▸ Provided records
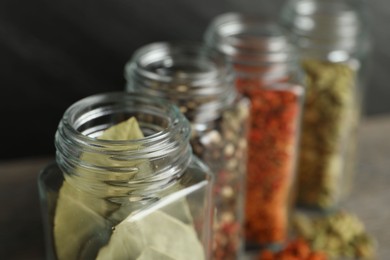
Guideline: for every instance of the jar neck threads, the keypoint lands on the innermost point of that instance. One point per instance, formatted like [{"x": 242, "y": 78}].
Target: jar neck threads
[
  {"x": 181, "y": 73},
  {"x": 119, "y": 167},
  {"x": 331, "y": 29},
  {"x": 256, "y": 47}
]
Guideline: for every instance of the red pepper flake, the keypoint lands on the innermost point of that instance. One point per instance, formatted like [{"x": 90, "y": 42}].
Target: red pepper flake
[
  {"x": 297, "y": 249},
  {"x": 271, "y": 158}
]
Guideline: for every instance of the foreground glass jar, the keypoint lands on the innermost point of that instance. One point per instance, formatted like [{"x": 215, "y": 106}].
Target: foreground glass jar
[
  {"x": 333, "y": 43},
  {"x": 115, "y": 198},
  {"x": 266, "y": 72},
  {"x": 201, "y": 85}
]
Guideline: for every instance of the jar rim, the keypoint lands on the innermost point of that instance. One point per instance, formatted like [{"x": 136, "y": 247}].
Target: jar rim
[
  {"x": 238, "y": 35},
  {"x": 73, "y": 122}
]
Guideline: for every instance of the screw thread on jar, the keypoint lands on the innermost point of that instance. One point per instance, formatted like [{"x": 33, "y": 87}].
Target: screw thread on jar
[
  {"x": 107, "y": 166},
  {"x": 268, "y": 73},
  {"x": 182, "y": 72}
]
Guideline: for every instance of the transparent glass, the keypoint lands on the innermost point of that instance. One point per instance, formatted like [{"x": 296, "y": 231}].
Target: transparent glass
[
  {"x": 332, "y": 39},
  {"x": 146, "y": 198},
  {"x": 200, "y": 83},
  {"x": 268, "y": 74}
]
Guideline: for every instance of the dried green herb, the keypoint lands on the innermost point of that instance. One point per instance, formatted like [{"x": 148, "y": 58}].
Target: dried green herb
[
  {"x": 339, "y": 235},
  {"x": 329, "y": 120}
]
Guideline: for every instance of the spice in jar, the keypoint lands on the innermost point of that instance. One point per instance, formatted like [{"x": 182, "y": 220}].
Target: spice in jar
[
  {"x": 329, "y": 122},
  {"x": 201, "y": 84},
  {"x": 266, "y": 71},
  {"x": 224, "y": 149},
  {"x": 296, "y": 249},
  {"x": 272, "y": 142},
  {"x": 341, "y": 235},
  {"x": 80, "y": 216}
]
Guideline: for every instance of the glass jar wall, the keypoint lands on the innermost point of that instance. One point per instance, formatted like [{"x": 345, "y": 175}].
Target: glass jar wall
[
  {"x": 268, "y": 74},
  {"x": 332, "y": 39},
  {"x": 200, "y": 83},
  {"x": 125, "y": 184}
]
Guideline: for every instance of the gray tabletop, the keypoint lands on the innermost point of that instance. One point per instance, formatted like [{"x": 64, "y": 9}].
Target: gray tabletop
[{"x": 21, "y": 227}]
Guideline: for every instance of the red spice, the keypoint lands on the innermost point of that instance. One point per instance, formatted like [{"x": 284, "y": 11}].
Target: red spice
[
  {"x": 272, "y": 142},
  {"x": 297, "y": 249}
]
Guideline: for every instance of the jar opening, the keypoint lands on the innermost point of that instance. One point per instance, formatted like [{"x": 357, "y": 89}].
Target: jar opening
[{"x": 82, "y": 156}]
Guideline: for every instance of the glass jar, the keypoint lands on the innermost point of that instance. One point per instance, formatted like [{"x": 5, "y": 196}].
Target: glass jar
[
  {"x": 201, "y": 85},
  {"x": 268, "y": 74},
  {"x": 146, "y": 198},
  {"x": 333, "y": 43}
]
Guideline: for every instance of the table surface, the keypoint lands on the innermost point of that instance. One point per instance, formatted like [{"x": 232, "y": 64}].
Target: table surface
[{"x": 21, "y": 235}]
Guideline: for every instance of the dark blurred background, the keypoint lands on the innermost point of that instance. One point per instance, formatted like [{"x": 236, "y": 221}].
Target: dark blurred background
[{"x": 55, "y": 52}]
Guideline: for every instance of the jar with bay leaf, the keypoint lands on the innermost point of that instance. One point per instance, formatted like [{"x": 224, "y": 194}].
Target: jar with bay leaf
[
  {"x": 200, "y": 84},
  {"x": 332, "y": 39},
  {"x": 268, "y": 74},
  {"x": 125, "y": 184}
]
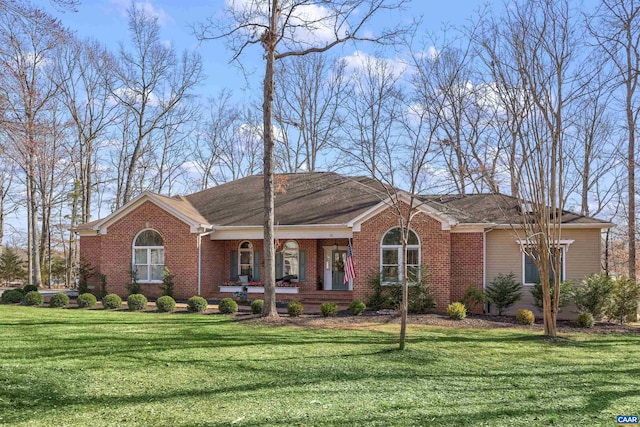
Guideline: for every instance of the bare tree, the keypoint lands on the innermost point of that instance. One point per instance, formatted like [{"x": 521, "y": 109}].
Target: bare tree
[
  {"x": 152, "y": 83},
  {"x": 29, "y": 38},
  {"x": 402, "y": 161},
  {"x": 285, "y": 29},
  {"x": 373, "y": 108},
  {"x": 616, "y": 26},
  {"x": 309, "y": 92},
  {"x": 540, "y": 40}
]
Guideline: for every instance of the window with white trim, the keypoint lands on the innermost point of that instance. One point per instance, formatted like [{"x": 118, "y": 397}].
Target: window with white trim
[
  {"x": 530, "y": 270},
  {"x": 148, "y": 256},
  {"x": 291, "y": 258},
  {"x": 245, "y": 260},
  {"x": 391, "y": 257}
]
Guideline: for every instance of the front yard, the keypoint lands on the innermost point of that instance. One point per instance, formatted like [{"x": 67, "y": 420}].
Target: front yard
[{"x": 78, "y": 367}]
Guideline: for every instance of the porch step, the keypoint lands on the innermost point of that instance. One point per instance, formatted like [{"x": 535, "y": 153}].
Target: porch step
[{"x": 318, "y": 297}]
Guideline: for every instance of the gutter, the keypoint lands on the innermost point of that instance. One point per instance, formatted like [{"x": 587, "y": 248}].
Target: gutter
[{"x": 200, "y": 236}]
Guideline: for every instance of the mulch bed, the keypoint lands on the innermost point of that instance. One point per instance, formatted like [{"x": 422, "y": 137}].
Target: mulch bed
[{"x": 346, "y": 321}]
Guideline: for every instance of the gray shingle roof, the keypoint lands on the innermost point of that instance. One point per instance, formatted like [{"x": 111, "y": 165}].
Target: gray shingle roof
[
  {"x": 307, "y": 198},
  {"x": 495, "y": 208}
]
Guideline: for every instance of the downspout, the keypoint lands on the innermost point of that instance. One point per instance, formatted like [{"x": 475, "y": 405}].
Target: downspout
[
  {"x": 200, "y": 236},
  {"x": 484, "y": 264}
]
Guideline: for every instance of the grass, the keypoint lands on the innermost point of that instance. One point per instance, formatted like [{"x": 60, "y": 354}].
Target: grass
[{"x": 99, "y": 368}]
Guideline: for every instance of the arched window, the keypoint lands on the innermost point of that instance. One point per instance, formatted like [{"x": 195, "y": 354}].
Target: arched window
[
  {"x": 148, "y": 256},
  {"x": 391, "y": 257},
  {"x": 245, "y": 260},
  {"x": 291, "y": 259}
]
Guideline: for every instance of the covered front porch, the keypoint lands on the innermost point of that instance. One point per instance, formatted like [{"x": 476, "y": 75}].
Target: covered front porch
[{"x": 314, "y": 269}]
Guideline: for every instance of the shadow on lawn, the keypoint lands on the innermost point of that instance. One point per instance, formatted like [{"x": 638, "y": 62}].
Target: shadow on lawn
[
  {"x": 208, "y": 344},
  {"x": 17, "y": 402}
]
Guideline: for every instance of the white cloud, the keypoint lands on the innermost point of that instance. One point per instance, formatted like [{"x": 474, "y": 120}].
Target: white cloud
[
  {"x": 149, "y": 9},
  {"x": 360, "y": 60}
]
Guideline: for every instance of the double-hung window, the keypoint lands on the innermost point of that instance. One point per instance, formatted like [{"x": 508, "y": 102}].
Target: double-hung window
[
  {"x": 148, "y": 256},
  {"x": 391, "y": 257}
]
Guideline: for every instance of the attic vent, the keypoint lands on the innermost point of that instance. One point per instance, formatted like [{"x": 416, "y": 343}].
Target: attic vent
[{"x": 526, "y": 208}]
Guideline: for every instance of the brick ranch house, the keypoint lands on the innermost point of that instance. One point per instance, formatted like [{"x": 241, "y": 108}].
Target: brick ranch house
[{"x": 212, "y": 240}]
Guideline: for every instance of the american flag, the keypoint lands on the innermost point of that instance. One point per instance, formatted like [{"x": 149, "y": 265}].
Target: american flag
[{"x": 349, "y": 267}]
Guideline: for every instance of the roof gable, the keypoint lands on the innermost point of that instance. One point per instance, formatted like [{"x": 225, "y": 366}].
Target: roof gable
[{"x": 178, "y": 207}]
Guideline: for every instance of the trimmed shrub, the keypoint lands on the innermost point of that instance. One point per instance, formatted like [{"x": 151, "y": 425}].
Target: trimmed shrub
[
  {"x": 12, "y": 296},
  {"x": 257, "y": 306},
  {"x": 33, "y": 298},
  {"x": 167, "y": 282},
  {"x": 294, "y": 308},
  {"x": 87, "y": 300},
  {"x": 593, "y": 293},
  {"x": 585, "y": 320},
  {"x": 136, "y": 302},
  {"x": 111, "y": 302},
  {"x": 457, "y": 311},
  {"x": 227, "y": 306},
  {"x": 29, "y": 288},
  {"x": 566, "y": 294},
  {"x": 504, "y": 291},
  {"x": 473, "y": 296},
  {"x": 623, "y": 303},
  {"x": 59, "y": 300},
  {"x": 525, "y": 317},
  {"x": 329, "y": 309},
  {"x": 166, "y": 304},
  {"x": 197, "y": 304},
  {"x": 357, "y": 307}
]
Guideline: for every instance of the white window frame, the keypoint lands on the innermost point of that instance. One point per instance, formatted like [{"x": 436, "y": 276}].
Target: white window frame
[
  {"x": 284, "y": 248},
  {"x": 562, "y": 247},
  {"x": 240, "y": 251},
  {"x": 148, "y": 264},
  {"x": 400, "y": 258}
]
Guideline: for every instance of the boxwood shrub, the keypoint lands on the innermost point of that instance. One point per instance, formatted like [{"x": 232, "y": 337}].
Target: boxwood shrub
[
  {"x": 525, "y": 317},
  {"x": 227, "y": 306},
  {"x": 357, "y": 307},
  {"x": 59, "y": 300},
  {"x": 136, "y": 302},
  {"x": 111, "y": 302},
  {"x": 585, "y": 320},
  {"x": 87, "y": 300},
  {"x": 329, "y": 309},
  {"x": 294, "y": 308},
  {"x": 33, "y": 298},
  {"x": 257, "y": 306},
  {"x": 12, "y": 296},
  {"x": 197, "y": 304},
  {"x": 166, "y": 304},
  {"x": 29, "y": 288},
  {"x": 457, "y": 311}
]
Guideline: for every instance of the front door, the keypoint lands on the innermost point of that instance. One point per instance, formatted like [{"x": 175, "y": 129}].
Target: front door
[{"x": 338, "y": 258}]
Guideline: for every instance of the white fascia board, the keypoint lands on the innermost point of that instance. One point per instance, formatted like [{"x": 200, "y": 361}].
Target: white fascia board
[
  {"x": 563, "y": 226},
  {"x": 471, "y": 228},
  {"x": 445, "y": 221},
  {"x": 103, "y": 225},
  {"x": 312, "y": 231}
]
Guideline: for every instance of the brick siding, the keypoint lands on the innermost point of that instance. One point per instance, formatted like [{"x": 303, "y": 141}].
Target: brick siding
[{"x": 466, "y": 265}]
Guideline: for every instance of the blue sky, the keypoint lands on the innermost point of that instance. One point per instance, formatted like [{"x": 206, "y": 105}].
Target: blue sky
[{"x": 106, "y": 21}]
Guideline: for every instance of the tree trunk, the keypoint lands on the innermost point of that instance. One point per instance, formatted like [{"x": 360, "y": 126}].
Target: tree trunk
[
  {"x": 404, "y": 307},
  {"x": 269, "y": 41}
]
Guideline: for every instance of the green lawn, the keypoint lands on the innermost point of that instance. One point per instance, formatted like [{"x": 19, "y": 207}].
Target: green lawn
[{"x": 74, "y": 367}]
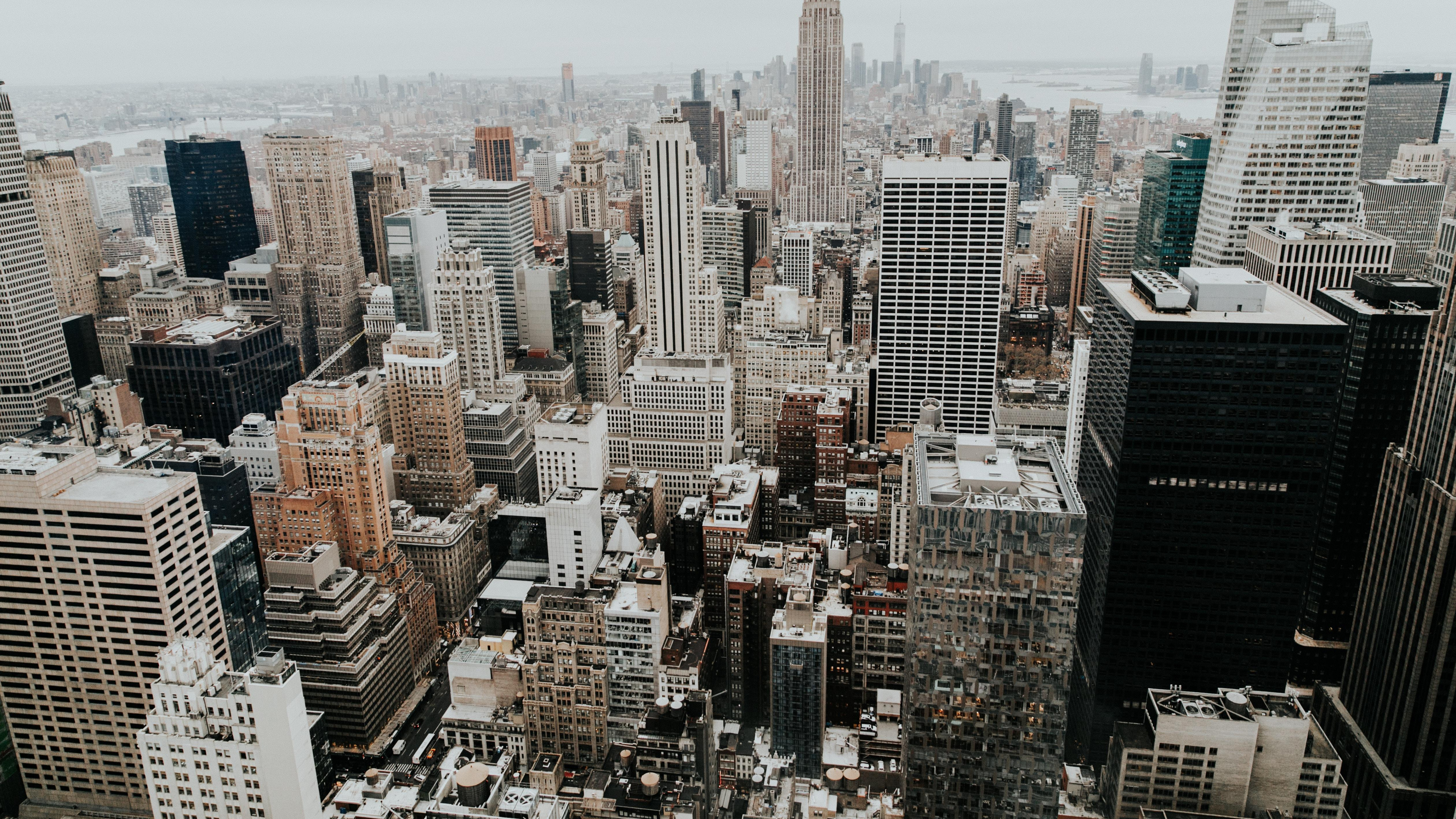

▸ Task description
What you give back must be the stretch above, starting at the line with "Guideline: for every instance of the brick ranch" and ending at the line with "Guideline: for every instance of the trimmed", copied exactly.

▸ Your solution
Guideline: for every instance of the brick ranch house, the keypoint lands on the innermost point of that instance. One point per instance, formatted like [{"x": 241, "y": 108}].
Target: brick ranch house
[{"x": 212, "y": 240}]
Guideline: for every instance of the american flag, the keypoint lands on the innermost point of that instance. One point per instance, formatted like [{"x": 149, "y": 265}].
Target: american flag
[{"x": 349, "y": 267}]
Guideline: for every instance of the roof gable, the keypoint lands on the innermost point of that instance. One point per instance, formatted like [{"x": 225, "y": 366}].
Target: roof gable
[{"x": 178, "y": 207}]
Guideline: for every instance of the trimmed shrub, the keypoint lands on the innermost point of that instance. One point per instance, formatted like [{"x": 151, "y": 425}].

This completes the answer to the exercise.